## start Records shown
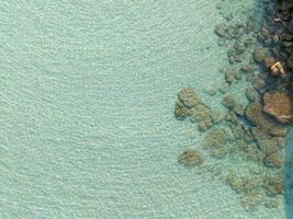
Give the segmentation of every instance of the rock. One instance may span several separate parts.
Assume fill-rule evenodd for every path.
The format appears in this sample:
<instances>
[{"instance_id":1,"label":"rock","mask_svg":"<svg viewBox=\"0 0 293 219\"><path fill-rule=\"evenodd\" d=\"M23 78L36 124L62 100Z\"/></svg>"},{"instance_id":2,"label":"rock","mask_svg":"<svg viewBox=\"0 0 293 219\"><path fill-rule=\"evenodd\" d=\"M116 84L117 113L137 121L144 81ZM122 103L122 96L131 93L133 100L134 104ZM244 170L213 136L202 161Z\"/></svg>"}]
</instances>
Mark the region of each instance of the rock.
<instances>
[{"instance_id":1,"label":"rock","mask_svg":"<svg viewBox=\"0 0 293 219\"><path fill-rule=\"evenodd\" d=\"M292 122L292 102L291 99L281 92L264 93L263 111L272 115L280 123L286 124Z\"/></svg>"},{"instance_id":2,"label":"rock","mask_svg":"<svg viewBox=\"0 0 293 219\"><path fill-rule=\"evenodd\" d=\"M282 168L284 158L279 153L271 153L264 158L264 164L269 168Z\"/></svg>"},{"instance_id":3,"label":"rock","mask_svg":"<svg viewBox=\"0 0 293 219\"><path fill-rule=\"evenodd\" d=\"M238 176L235 173L229 173L226 177L227 184L236 193L251 193L253 189L259 188L263 185L262 177L247 177Z\"/></svg>"},{"instance_id":4,"label":"rock","mask_svg":"<svg viewBox=\"0 0 293 219\"><path fill-rule=\"evenodd\" d=\"M271 154L280 150L278 146L278 141L275 141L273 138L267 138L267 139L258 139L257 141L259 149L264 154Z\"/></svg>"},{"instance_id":5,"label":"rock","mask_svg":"<svg viewBox=\"0 0 293 219\"><path fill-rule=\"evenodd\" d=\"M204 120L201 120L198 124L198 130L200 130L200 131L206 131L212 126L213 126L212 118L209 117L209 118L205 118Z\"/></svg>"},{"instance_id":6,"label":"rock","mask_svg":"<svg viewBox=\"0 0 293 219\"><path fill-rule=\"evenodd\" d=\"M212 122L214 124L218 124L225 118L225 114L221 113L219 111L213 111L211 116L212 116Z\"/></svg>"},{"instance_id":7,"label":"rock","mask_svg":"<svg viewBox=\"0 0 293 219\"><path fill-rule=\"evenodd\" d=\"M283 176L279 174L275 176L267 176L263 181L263 188L269 196L283 195Z\"/></svg>"},{"instance_id":8,"label":"rock","mask_svg":"<svg viewBox=\"0 0 293 219\"><path fill-rule=\"evenodd\" d=\"M225 158L228 154L229 150L227 148L217 148L211 150L211 155L216 159Z\"/></svg>"},{"instance_id":9,"label":"rock","mask_svg":"<svg viewBox=\"0 0 293 219\"><path fill-rule=\"evenodd\" d=\"M278 199L270 199L264 203L266 208L278 208L280 206L280 201Z\"/></svg>"},{"instance_id":10,"label":"rock","mask_svg":"<svg viewBox=\"0 0 293 219\"><path fill-rule=\"evenodd\" d=\"M252 65L245 65L241 67L241 71L244 72L255 72L256 68Z\"/></svg>"},{"instance_id":11,"label":"rock","mask_svg":"<svg viewBox=\"0 0 293 219\"><path fill-rule=\"evenodd\" d=\"M249 193L241 197L240 204L247 211L255 211L261 203L260 193Z\"/></svg>"},{"instance_id":12,"label":"rock","mask_svg":"<svg viewBox=\"0 0 293 219\"><path fill-rule=\"evenodd\" d=\"M237 59L236 59L236 61L237 61ZM236 72L235 72L235 79L236 79L237 81L239 81L239 80L243 79L241 73L240 73L239 71L236 71Z\"/></svg>"},{"instance_id":13,"label":"rock","mask_svg":"<svg viewBox=\"0 0 293 219\"><path fill-rule=\"evenodd\" d=\"M228 69L226 71L225 78L227 83L233 83L235 81L236 71L235 69Z\"/></svg>"},{"instance_id":14,"label":"rock","mask_svg":"<svg viewBox=\"0 0 293 219\"><path fill-rule=\"evenodd\" d=\"M232 108L234 104L235 104L235 99L233 97L233 95L226 95L222 101L222 105L226 106L227 108Z\"/></svg>"},{"instance_id":15,"label":"rock","mask_svg":"<svg viewBox=\"0 0 293 219\"><path fill-rule=\"evenodd\" d=\"M238 116L244 116L245 107L241 104L234 104L233 112Z\"/></svg>"},{"instance_id":16,"label":"rock","mask_svg":"<svg viewBox=\"0 0 293 219\"><path fill-rule=\"evenodd\" d=\"M245 148L243 148L243 151L245 152L246 159L262 162L264 154L259 150L258 148L247 145Z\"/></svg>"},{"instance_id":17,"label":"rock","mask_svg":"<svg viewBox=\"0 0 293 219\"><path fill-rule=\"evenodd\" d=\"M195 105L189 111L190 120L193 123L202 122L209 118L211 119L211 110L202 103Z\"/></svg>"},{"instance_id":18,"label":"rock","mask_svg":"<svg viewBox=\"0 0 293 219\"><path fill-rule=\"evenodd\" d=\"M226 120L235 125L239 123L237 115L233 111L227 113Z\"/></svg>"},{"instance_id":19,"label":"rock","mask_svg":"<svg viewBox=\"0 0 293 219\"><path fill-rule=\"evenodd\" d=\"M174 115L180 120L183 120L188 116L188 110L179 101L176 102Z\"/></svg>"},{"instance_id":20,"label":"rock","mask_svg":"<svg viewBox=\"0 0 293 219\"><path fill-rule=\"evenodd\" d=\"M275 64L275 60L272 57L266 57L263 58L262 62L267 68L270 68L272 65Z\"/></svg>"},{"instance_id":21,"label":"rock","mask_svg":"<svg viewBox=\"0 0 293 219\"><path fill-rule=\"evenodd\" d=\"M253 39L252 38L247 38L246 41L245 41L245 46L246 47L249 47L249 46L251 46L253 44Z\"/></svg>"},{"instance_id":22,"label":"rock","mask_svg":"<svg viewBox=\"0 0 293 219\"><path fill-rule=\"evenodd\" d=\"M222 23L216 25L215 27L215 33L219 36L219 37L224 37L225 34L227 33L228 27L226 26L226 24Z\"/></svg>"},{"instance_id":23,"label":"rock","mask_svg":"<svg viewBox=\"0 0 293 219\"><path fill-rule=\"evenodd\" d=\"M263 48L261 47L256 47L252 54L253 54L255 60L258 62L262 62L262 60L266 58L266 53Z\"/></svg>"},{"instance_id":24,"label":"rock","mask_svg":"<svg viewBox=\"0 0 293 219\"><path fill-rule=\"evenodd\" d=\"M243 54L246 50L246 46L241 45L239 42L236 42L233 46L237 54Z\"/></svg>"},{"instance_id":25,"label":"rock","mask_svg":"<svg viewBox=\"0 0 293 219\"><path fill-rule=\"evenodd\" d=\"M201 152L194 149L187 149L178 158L178 162L185 165L201 165L203 163L203 155Z\"/></svg>"},{"instance_id":26,"label":"rock","mask_svg":"<svg viewBox=\"0 0 293 219\"><path fill-rule=\"evenodd\" d=\"M210 149L223 148L230 140L230 135L225 129L214 128L211 129L204 140L204 147Z\"/></svg>"},{"instance_id":27,"label":"rock","mask_svg":"<svg viewBox=\"0 0 293 219\"><path fill-rule=\"evenodd\" d=\"M185 107L191 108L200 102L199 95L191 88L183 88L178 93L178 99L184 104Z\"/></svg>"},{"instance_id":28,"label":"rock","mask_svg":"<svg viewBox=\"0 0 293 219\"><path fill-rule=\"evenodd\" d=\"M262 113L262 105L259 102L253 102L245 111L246 118L262 131L271 136L285 136L288 128L284 125L277 124L268 118Z\"/></svg>"},{"instance_id":29,"label":"rock","mask_svg":"<svg viewBox=\"0 0 293 219\"><path fill-rule=\"evenodd\" d=\"M245 94L249 101L258 99L258 92L253 88L247 88Z\"/></svg>"},{"instance_id":30,"label":"rock","mask_svg":"<svg viewBox=\"0 0 293 219\"><path fill-rule=\"evenodd\" d=\"M216 92L217 92L217 87L215 84L210 84L209 87L205 88L205 93L207 93L209 95L211 96L214 96L216 95Z\"/></svg>"},{"instance_id":31,"label":"rock","mask_svg":"<svg viewBox=\"0 0 293 219\"><path fill-rule=\"evenodd\" d=\"M252 85L256 90L260 90L267 85L267 82L262 77L258 76L255 78Z\"/></svg>"},{"instance_id":32,"label":"rock","mask_svg":"<svg viewBox=\"0 0 293 219\"><path fill-rule=\"evenodd\" d=\"M226 93L228 91L229 84L227 82L223 83L219 88L222 93Z\"/></svg>"}]
</instances>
## end Records shown
Count the lines in the items above that contain the word "every". Reply with the number only.

**Task answer:**
2